_DOCUMENT SEGMENT_
..........

Embeddings make all the difference right? https://en.wikipedia.org/wiki/Word_embedding

References:
* https://keras.io/examples/nlp/text_classification_from_scratch/
* https://keras.io/examples/nlp/tweet-classification-using-tfdf/
* https://keras.io/examples/nlp/pretrained_word_embeddings/

In [54]:
import numpy as np

EMBEDDING_DIM = 300

def get_embedding_index(embedding_dim: int = EMBEDDING_DIM):
    glove_file = f"glove.6B.{embedding_dim}d.txt"
    with open(glove_file) as f:
        def word_coeff():
            for line in f:
                line = line.split()
                yield line[0], np.array(line[1:])
        return {word: coeff for word, coeff in word_coeff()}

In [55]:
def build_embedding_weights(vocabulary: list[str],
                            embedding_index: dict[str, np.ndarray]):
    vocab_size = len(vocabulary)
    embedding_dim = len(embedding_index["the"])
    embedding_matrix = np.zeros((vocab_size + 2, embedding_dim))

..........

_DATA EXCERPT_
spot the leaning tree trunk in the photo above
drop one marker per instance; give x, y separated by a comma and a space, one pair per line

..........

_OBJECTIVES_
1 - Reproduce the GloVe embedding notebook, starting with "with open(glove_file) as" and going on through "yield line[0], np.array(line[1:])", and rename "word_coeff" to "iter_word_vectors" wherever it occurs in that span.
2 - Extend the GloVe embedding notebook past its last line.

_PER-TASK OUTPUTS_
1 -
with open(glove_file) as f:
        def iter_word_vectors():
            for line in f:
                line = line.split()
                yield line[0], np.array(line[1:])

2 -
    known_words_count = 0
    for index, word in enumerate(vocabulary):
        if word in embedding_index:
            embedding_matrix[index] = embedding_index[word]
            known_words_count += 1

    print(f"Hits/Misses: {known_words_count}/{vocab_size - known_words_count}")
    return embedding_matrix

In [56]:
VOCAB_SIZE = 20000
OUTPUT_SEQUENCE_LENGTH = 200

vectorization_layer = layers.TextVectorization(
    max_tokens=VOCAB_SIZE,
    output_sequence_length=OUTPUT_SEQUENCE_LENGTH,
    standardize=standardize
)
vectorization_layer.adapt(X)

In [57]:
vlayer = layers.TextVectorization(
    max_tokens=VOCAB_SIZE,
    output_sequence_length=OUTPUT_SEQUENCE_LENGTH,
    standardize=standardize
)
vlayer.get_vocabulary()

['', '[UNK]']

In [58]:
embedding_index = get_embedding_index(EMBEDDING_DIM)
embedding_weights = build_embedding_weights(vectorization_layer.get_vocabulary(),
                                            embedding_index)

Hits/Misses: 9204/2840


In [59]:
embedding_layer = layers.Embedding(
    input_dim=len(vectorization_layer.get_vocabulary()) + 2,
    output_dim=EMBEDDING_DIM,
    trainable=False,
)
embedding_layer.build((1, ))
embedding_layer.set_weights([embedding_weights])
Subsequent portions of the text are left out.